■ Consigna: Presente como una lista JSON de cadenas, una por cada línea y omitiendo las líneas en blanco, el tramo que comienza con la línea que contiene "Reviewer note: verify that every instance of the man in" y termina con la línea que contiene "column 73, row 248", ambas incluidas.

■ Registros de datos:

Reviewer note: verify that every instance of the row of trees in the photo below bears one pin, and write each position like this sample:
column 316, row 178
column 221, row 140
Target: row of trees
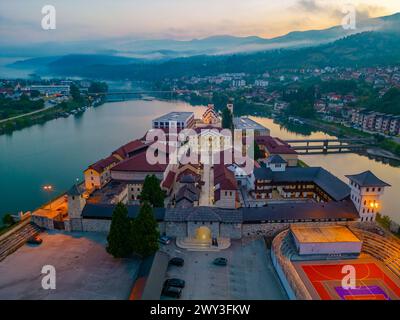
column 139, row 235
column 127, row 236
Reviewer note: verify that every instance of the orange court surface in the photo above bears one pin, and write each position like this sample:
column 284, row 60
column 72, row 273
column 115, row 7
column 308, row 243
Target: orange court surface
column 374, row 281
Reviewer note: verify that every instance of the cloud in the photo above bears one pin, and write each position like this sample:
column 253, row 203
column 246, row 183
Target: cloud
column 309, row 5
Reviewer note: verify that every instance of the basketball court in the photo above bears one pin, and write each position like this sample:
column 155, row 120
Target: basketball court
column 374, row 281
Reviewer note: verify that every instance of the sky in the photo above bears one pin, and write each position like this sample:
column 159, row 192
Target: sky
column 20, row 20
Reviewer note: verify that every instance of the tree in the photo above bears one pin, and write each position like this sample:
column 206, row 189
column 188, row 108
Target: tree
column 119, row 237
column 258, row 154
column 152, row 192
column 75, row 93
column 144, row 232
column 227, row 119
column 98, row 87
column 8, row 220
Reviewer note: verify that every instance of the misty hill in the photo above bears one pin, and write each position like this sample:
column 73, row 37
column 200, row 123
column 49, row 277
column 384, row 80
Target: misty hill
column 216, row 45
column 364, row 49
column 71, row 63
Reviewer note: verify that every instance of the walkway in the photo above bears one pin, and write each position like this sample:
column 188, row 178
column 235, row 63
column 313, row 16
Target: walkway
column 206, row 190
column 48, row 106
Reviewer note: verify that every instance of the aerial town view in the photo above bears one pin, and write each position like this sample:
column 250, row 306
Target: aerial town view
column 200, row 150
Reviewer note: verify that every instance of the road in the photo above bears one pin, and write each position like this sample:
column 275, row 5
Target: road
column 47, row 106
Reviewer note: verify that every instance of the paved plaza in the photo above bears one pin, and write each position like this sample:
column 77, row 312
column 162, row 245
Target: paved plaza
column 84, row 270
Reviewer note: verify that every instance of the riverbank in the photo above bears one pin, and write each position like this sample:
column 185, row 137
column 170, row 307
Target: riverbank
column 61, row 110
column 381, row 147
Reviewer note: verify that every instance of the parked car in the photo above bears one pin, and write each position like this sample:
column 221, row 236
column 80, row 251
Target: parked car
column 177, row 262
column 172, row 292
column 164, row 240
column 35, row 240
column 220, row 261
column 179, row 283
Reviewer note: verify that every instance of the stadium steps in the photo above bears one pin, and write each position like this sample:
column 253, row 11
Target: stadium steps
column 17, row 239
column 384, row 249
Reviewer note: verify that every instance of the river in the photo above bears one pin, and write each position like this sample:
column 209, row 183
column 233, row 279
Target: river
column 58, row 151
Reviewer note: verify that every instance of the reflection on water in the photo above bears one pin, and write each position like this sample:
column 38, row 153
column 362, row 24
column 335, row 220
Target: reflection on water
column 347, row 163
column 58, row 151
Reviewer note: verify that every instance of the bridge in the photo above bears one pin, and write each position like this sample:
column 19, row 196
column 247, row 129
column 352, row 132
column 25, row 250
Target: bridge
column 122, row 95
column 324, row 146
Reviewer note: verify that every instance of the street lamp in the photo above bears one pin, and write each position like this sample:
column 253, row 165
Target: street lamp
column 48, row 188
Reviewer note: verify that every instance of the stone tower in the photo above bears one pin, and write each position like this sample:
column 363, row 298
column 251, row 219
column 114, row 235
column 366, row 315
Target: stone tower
column 366, row 192
column 76, row 203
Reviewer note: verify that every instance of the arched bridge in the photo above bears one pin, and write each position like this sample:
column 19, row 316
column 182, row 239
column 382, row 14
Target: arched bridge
column 323, row 146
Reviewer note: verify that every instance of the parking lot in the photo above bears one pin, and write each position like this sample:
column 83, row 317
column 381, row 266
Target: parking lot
column 84, row 270
column 248, row 275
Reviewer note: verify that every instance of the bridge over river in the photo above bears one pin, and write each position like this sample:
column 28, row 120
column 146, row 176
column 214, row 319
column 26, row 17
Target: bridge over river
column 324, row 146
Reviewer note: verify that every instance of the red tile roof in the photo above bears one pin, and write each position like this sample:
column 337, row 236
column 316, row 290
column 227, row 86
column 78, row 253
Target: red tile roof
column 275, row 145
column 102, row 164
column 224, row 177
column 139, row 163
column 167, row 183
column 130, row 147
column 187, row 171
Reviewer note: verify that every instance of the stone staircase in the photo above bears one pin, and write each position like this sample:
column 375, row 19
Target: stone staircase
column 196, row 245
column 17, row 239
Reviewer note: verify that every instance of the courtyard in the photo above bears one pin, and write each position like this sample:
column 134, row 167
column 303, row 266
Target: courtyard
column 248, row 275
column 84, row 270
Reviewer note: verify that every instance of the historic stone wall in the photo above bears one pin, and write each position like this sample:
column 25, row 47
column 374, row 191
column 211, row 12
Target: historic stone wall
column 176, row 229
column 231, row 230
column 193, row 226
column 96, row 225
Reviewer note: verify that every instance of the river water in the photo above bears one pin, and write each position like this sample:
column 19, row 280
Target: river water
column 58, row 151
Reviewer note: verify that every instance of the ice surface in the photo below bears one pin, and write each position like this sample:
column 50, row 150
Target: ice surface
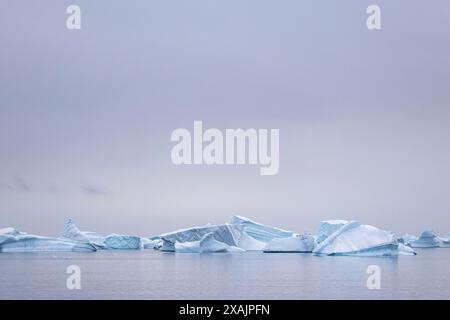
column 297, row 243
column 259, row 231
column 12, row 240
column 353, row 238
column 72, row 232
column 151, row 243
column 428, row 239
column 207, row 244
column 225, row 233
column 117, row 241
column 408, row 238
column 405, row 250
column 327, row 227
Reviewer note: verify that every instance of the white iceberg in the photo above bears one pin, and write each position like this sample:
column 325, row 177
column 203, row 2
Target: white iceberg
column 297, row 243
column 117, row 241
column 207, row 244
column 72, row 232
column 428, row 239
column 405, row 250
column 259, row 231
column 445, row 241
column 408, row 238
column 355, row 239
column 327, row 227
column 152, row 243
column 226, row 233
column 12, row 240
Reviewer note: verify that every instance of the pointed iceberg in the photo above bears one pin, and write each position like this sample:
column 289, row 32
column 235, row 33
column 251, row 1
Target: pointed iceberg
column 12, row 240
column 259, row 231
column 297, row 243
column 72, row 232
column 428, row 239
column 355, row 239
column 207, row 244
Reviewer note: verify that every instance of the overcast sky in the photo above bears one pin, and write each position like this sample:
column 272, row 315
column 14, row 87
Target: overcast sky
column 86, row 116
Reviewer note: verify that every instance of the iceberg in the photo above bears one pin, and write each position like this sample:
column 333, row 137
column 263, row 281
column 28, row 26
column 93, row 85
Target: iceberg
column 12, row 240
column 327, row 227
column 72, row 232
column 297, row 243
column 259, row 231
column 151, row 243
column 207, row 244
column 226, row 233
column 408, row 238
column 117, row 241
column 428, row 239
column 405, row 250
column 112, row 241
column 355, row 239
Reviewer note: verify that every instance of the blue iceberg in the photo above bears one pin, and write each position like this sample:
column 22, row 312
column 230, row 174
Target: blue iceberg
column 72, row 232
column 225, row 233
column 207, row 244
column 405, row 250
column 328, row 227
column 122, row 242
column 445, row 241
column 408, row 238
column 12, row 240
column 428, row 239
column 259, row 231
column 152, row 243
column 355, row 239
column 296, row 243
column 112, row 241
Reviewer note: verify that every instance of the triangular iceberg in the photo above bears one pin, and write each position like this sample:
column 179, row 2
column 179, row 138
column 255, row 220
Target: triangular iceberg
column 355, row 239
column 72, row 232
column 427, row 239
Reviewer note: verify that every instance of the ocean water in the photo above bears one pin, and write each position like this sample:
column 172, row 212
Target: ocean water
column 150, row 274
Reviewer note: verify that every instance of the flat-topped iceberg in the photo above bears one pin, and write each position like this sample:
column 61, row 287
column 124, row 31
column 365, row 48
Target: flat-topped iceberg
column 327, row 227
column 408, row 238
column 355, row 239
column 207, row 244
column 445, row 241
column 112, row 241
column 405, row 250
column 225, row 233
column 122, row 242
column 296, row 243
column 151, row 243
column 427, row 239
column 259, row 231
column 12, row 240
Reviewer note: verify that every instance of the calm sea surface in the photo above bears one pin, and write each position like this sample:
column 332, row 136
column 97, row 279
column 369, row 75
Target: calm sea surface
column 150, row 274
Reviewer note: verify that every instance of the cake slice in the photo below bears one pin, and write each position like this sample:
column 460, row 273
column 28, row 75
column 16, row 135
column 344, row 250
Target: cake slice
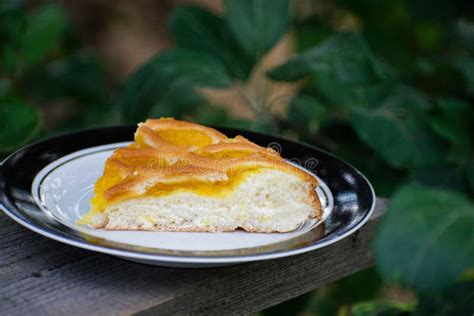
column 181, row 176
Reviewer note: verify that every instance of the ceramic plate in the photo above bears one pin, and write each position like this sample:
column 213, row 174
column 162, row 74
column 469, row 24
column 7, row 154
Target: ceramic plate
column 47, row 186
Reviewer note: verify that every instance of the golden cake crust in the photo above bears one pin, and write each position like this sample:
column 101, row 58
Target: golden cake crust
column 174, row 154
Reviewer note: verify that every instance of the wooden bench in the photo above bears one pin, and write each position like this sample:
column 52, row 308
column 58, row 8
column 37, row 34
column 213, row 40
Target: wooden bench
column 40, row 276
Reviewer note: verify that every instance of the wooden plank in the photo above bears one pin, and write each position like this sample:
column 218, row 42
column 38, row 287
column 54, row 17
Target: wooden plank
column 41, row 276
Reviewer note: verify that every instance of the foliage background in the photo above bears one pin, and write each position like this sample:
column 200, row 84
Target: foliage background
column 386, row 85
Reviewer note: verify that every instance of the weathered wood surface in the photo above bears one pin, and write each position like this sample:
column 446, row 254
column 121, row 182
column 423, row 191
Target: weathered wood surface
column 39, row 276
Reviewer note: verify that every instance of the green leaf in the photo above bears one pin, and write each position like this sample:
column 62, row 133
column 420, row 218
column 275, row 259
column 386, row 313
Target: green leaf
column 172, row 75
column 258, row 24
column 464, row 64
column 397, row 131
column 382, row 307
column 44, row 29
column 199, row 30
column 465, row 31
column 455, row 300
column 80, row 77
column 20, row 122
column 306, row 112
column 452, row 120
column 426, row 239
column 344, row 56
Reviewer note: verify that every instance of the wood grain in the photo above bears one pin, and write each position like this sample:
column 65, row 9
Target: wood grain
column 41, row 276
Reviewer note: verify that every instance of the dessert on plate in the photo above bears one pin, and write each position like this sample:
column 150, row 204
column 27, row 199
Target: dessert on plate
column 182, row 176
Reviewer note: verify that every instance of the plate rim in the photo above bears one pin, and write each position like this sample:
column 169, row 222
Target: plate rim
column 184, row 259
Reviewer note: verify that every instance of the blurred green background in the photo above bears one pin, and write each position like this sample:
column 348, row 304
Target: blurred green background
column 386, row 85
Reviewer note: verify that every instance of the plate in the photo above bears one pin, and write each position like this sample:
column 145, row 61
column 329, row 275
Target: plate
column 47, row 186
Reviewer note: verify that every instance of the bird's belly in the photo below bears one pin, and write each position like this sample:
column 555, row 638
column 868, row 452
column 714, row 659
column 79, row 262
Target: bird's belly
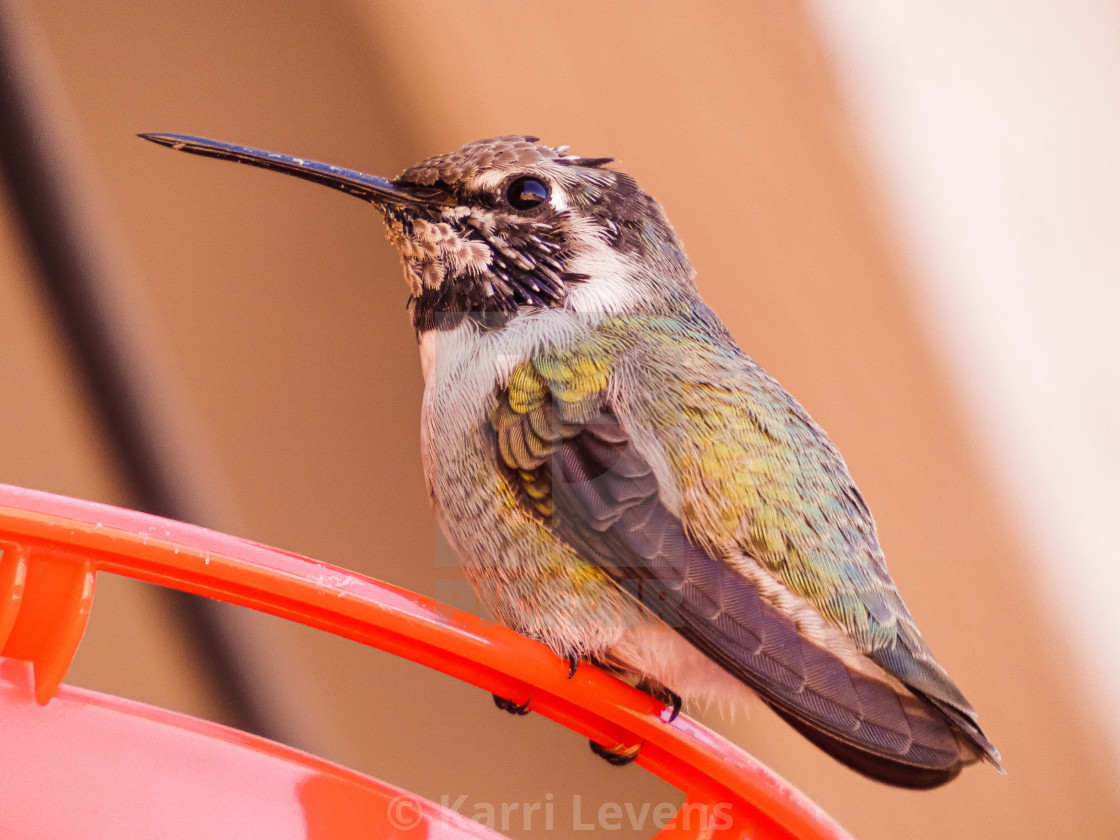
column 525, row 576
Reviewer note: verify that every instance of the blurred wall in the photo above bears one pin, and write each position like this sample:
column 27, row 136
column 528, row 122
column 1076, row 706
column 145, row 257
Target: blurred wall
column 276, row 313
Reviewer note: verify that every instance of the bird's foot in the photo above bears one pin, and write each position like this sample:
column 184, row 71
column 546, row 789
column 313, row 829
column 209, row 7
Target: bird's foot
column 669, row 697
column 506, row 705
column 618, row 756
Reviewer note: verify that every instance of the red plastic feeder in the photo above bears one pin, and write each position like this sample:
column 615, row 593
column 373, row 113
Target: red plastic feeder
column 80, row 764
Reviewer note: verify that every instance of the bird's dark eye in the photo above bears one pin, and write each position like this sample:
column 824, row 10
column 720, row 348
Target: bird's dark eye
column 526, row 193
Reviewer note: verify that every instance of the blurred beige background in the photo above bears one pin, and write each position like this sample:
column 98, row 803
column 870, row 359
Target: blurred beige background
column 273, row 314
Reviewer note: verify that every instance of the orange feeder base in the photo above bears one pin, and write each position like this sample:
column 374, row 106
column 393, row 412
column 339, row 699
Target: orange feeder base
column 80, row 764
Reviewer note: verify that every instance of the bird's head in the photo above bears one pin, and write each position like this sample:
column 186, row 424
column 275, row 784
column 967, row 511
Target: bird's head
column 506, row 225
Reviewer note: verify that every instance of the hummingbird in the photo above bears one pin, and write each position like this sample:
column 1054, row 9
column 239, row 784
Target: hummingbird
column 621, row 481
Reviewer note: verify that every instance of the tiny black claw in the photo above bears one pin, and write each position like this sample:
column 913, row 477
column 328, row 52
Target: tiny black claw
column 506, row 705
column 618, row 756
column 674, row 700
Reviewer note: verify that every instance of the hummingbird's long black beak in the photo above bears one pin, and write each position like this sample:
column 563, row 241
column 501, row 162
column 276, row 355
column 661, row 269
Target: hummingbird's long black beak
column 367, row 187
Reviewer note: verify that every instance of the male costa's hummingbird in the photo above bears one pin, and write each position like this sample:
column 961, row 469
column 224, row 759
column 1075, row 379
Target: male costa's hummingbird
column 621, row 481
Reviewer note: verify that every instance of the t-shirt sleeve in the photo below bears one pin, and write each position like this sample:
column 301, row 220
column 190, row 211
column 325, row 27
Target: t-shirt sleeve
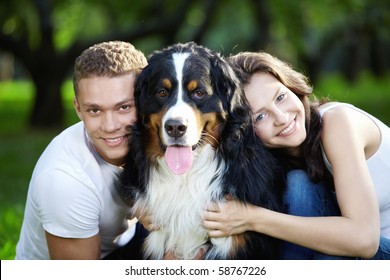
column 69, row 206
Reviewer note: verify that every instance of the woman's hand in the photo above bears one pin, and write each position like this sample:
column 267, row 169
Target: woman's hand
column 146, row 220
column 227, row 218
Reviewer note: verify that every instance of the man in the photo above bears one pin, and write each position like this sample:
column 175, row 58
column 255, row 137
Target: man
column 73, row 210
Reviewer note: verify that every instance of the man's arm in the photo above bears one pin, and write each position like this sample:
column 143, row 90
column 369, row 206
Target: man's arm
column 73, row 248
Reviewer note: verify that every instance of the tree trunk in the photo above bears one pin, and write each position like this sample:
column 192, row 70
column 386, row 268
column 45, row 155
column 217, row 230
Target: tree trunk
column 47, row 111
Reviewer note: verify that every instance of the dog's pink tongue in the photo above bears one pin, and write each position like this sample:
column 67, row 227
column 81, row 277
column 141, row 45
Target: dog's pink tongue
column 179, row 159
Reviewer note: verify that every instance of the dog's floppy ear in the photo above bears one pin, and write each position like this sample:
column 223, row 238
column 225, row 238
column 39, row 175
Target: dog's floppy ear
column 141, row 87
column 226, row 83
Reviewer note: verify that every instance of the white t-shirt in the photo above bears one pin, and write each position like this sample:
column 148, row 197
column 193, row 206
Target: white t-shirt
column 378, row 165
column 72, row 194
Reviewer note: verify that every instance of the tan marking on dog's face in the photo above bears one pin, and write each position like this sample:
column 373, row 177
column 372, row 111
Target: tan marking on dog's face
column 211, row 128
column 192, row 85
column 167, row 83
column 239, row 241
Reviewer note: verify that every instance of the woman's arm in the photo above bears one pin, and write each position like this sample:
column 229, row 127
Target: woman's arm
column 347, row 135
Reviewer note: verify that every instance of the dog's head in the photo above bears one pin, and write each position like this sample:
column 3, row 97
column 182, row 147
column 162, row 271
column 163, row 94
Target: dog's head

■ Solución propuesta:
[
  "Reviewer note: verify that every instance of the man in the photo above bears one pin, and write each position like this sample:",
  "column 175, row 58",
  "column 255, row 137",
  "Target: man",
  "column 73, row 210",
  "Reviewer note: verify that every instance of the man's arm in the photo above bears one pin, and write each position like this sample:",
  "column 143, row 90",
  "column 369, row 206",
  "Target: man's arm",
  "column 73, row 248"
]